- Instructions for the task: Output the entries underneath exactly as they are.

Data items
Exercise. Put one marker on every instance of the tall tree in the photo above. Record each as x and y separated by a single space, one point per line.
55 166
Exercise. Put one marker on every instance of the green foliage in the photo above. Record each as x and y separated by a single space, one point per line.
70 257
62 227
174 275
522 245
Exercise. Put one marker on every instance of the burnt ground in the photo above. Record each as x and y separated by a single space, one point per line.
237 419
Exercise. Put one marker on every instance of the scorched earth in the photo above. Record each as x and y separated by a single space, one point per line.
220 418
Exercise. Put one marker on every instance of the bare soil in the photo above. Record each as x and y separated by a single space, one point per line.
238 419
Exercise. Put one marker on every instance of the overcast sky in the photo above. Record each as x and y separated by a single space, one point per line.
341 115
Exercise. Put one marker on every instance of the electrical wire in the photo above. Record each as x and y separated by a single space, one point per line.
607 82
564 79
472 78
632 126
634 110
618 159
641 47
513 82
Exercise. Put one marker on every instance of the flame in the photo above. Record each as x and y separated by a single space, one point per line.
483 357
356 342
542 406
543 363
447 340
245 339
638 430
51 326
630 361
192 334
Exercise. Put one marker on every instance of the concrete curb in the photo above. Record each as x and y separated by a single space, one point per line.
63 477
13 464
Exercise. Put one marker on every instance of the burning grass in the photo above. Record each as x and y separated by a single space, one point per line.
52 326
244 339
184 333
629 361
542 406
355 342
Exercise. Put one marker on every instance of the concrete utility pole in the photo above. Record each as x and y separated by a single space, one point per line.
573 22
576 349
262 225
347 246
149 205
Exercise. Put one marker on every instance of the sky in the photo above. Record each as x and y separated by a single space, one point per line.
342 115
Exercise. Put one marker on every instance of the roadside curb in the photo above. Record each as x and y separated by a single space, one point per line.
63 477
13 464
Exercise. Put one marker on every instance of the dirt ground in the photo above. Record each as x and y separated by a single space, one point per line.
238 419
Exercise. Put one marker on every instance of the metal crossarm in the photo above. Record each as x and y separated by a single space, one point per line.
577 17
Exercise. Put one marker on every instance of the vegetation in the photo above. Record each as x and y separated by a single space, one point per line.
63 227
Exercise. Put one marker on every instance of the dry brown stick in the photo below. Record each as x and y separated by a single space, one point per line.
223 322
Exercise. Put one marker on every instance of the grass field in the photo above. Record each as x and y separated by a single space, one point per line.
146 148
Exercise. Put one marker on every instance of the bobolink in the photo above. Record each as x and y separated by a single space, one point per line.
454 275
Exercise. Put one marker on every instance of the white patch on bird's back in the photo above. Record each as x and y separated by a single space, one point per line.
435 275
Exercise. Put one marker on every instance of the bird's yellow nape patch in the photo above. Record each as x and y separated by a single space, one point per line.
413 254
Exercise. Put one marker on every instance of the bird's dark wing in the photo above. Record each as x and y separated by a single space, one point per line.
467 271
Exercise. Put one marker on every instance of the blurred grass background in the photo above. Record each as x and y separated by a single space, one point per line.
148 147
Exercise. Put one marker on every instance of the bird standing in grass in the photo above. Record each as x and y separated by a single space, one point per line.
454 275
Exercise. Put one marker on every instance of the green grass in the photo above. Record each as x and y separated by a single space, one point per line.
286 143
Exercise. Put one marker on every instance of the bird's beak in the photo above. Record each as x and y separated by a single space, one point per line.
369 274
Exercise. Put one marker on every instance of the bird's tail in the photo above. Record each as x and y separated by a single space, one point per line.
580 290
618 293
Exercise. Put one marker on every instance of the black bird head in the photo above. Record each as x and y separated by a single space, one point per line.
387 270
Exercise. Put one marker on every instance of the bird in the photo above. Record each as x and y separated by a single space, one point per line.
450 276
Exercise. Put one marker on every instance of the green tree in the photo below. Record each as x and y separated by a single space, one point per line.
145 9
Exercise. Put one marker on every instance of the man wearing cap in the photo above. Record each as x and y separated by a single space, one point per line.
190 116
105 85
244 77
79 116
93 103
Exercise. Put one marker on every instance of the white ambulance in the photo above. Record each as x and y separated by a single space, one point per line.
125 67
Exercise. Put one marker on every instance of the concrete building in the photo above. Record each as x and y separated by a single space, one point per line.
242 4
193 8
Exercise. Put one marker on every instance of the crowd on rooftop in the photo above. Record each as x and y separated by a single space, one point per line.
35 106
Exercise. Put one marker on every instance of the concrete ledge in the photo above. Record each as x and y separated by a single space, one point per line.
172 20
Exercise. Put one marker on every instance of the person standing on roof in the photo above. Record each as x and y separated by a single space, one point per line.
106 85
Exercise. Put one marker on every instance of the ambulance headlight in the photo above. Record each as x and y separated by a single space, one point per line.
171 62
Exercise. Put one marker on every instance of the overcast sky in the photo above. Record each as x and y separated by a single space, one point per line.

- Solution below:
Exercise. Put one marker on every instance of the tall tree in the photo above. Record each as x and y separated by a single space, one point per line.
55 166
Exercise. Put one marker on every instance of the green foliage in the photo above. Record each as x and y separated by a single space, one point per line.
70 257
62 227
174 275
522 245
Exercise. Put one marker on every instance of the burnt ground in the photo above. Record each as x and y separated by a single space, one point per line.
237 419
Exercise. Put one marker on every instance of the scorched earth in the photo above. Record each as x and y separated by a single space, one point per line.
220 418
Exercise. Put one marker on every instance of the bare soil in the photo above. Record each as x and y separated by a single space, one point per line.
238 419
Exercise. Put one marker on every instance of the overcast sky in the photo above. Record each as x and y separated by a single space, one point per line.
341 115
Exercise. Put one marker on every instance of the electrical wire in the photo above. Record each as x and y separated by a single space, one point per line.
607 82
564 79
472 78
632 126
634 110
618 159
641 47
513 82
Exercise. Put one marker on every instance of the flame in the photo above. Record each as x and y separated by a single space, one point per line.
483 357
356 342
542 406
543 363
447 340
245 339
638 430
51 326
630 361
192 334
Exercise. Put one marker on every instance of the concrete curb in the photo above. Record each as x and y separated by a single space, one point per line.
63 477
13 464
Exercise. Put one marker on every instance of the burning grass in the photo above. Record each as x and y separated by a single space, one point per line.
52 326
244 339
184 333
629 361
542 406
355 342
Exercise. Put one marker on every instance of the concrete utility pole in the photo above. Record each as x and y separated by a single space, one point per line.
573 22
576 349
262 225
347 246
149 205
Exercise. Put one marker on every instance of the sky in the photo above. Record each as x and y separated by a single space, one point per line.
342 115
Exercise. Put one marker on every instance of the roadside curb in the photo above. Record each as x and y separated by a single space, one point per line.
63 477
13 464
Exercise. Put one marker on every instance of the dirt ground in the photo above. Record each as x and y separated by a single space, one point per line.
238 419
Exercise. Put one marker on every instance of the metal crossarm in the photo above. Record each as x and y separated by a single space, one point per line.
577 17
Exercise. Put one marker on every instance of the vegetation in the photo above. Record each as x and y separated by a single space, one point per line.
63 227
Exercise. Put one marker on every instance of the dry brown stick in the photo below. Record each as x and y separated by a single space, one point per line.
223 322
Exercise. Put one marker on every instance of the grass field in the photo above. Record each as x and y separated by a single space, one point per line.
146 148
Exercise. Put one marker on every instance of the bobolink in the photo above. Record each as x and y separated by a single space, one point per line.
454 275
Exercise. Put one marker on every instance of the white patch on bird's back in the photo above. Record each as x and y separated by a single space, one point per line.
435 275
Exercise. Put one marker on every instance of the bird's yellow nape patch in the photo above. Record each as x and y separated by a single space, one point per line.
413 254
Exercise. Put one marker on every instance of the bird's dark wing in the photo above. Record each as x and y separated by a single space, one point per line.
467 271
Exercise. Put one marker on every instance of the blurred grass background in the photo above. Record each as x and y separated by a single space, one point per line.
148 147
Exercise. Put one marker on every instance of the bird standing in grass in the photo above. Record each as x and y separated by a single space, one point per line.
454 275
Exercise. Put one marker on every instance of the green grass in the photo above. Record each as x and y separated by a single space, one point per line.
286 143
Exercise. Put one marker on every instance of the bird's beak in the photo above. Record each as x and y separated by a single space, one point per line.
369 274
Exercise. Put one marker on every instance of the bird's tail in the photo above. Record each as x and y separated by a single space, one point per line.
580 290
618 293
Exercise. Put one marker on every instance of the black bird head in the photo above. Record each as x and y separated by a single space, one point per line.
387 270
Exercise. Put one marker on every instance of the bird in the photo above. Record each as x and y separated by a single space, one point per line.
450 276
Exercise. Put one marker on every instance of the green tree in the photo below. Record each as x and y separated by a single space, one point per line.
145 9
Exercise. Put one marker on every instance of the man wearing cap in the photo above. Record each as x and y separated by a single space, one point per line.
190 116
105 85
244 77
79 116
93 103
Exercise. Put one marker on every instance of the white ambulance in the photo above. Record each as x and y separated by a single space, one point per line.
125 67
Exercise. Put one marker on every instance of the concrete building in the photo above. Record each as x and y separated by a single space, one point per line.
242 4
193 8
Exercise. Put one marker on every instance of the crowd on rooftop in the photo above. Record each as x and y separated by a single space, one point per line.
35 106
Exercise. Put one marker on every instance of the concrete ledge in the photo above. Record each as x and y separated by a single space, one point per line.
172 20
Exercise. Put one marker on every instance of the person standing on roof in the photo above. Record each as x and y separated by a single space, one point per line.
106 85
Exercise. Put one marker on every instance of the ambulance headlight in the photo above. Record each as x and y separated by a single space, one point per line.
171 62
Exercise. Put one marker on every instance of the overcast sky in the photo above. Record each as x and y separated by a single space, one point per line.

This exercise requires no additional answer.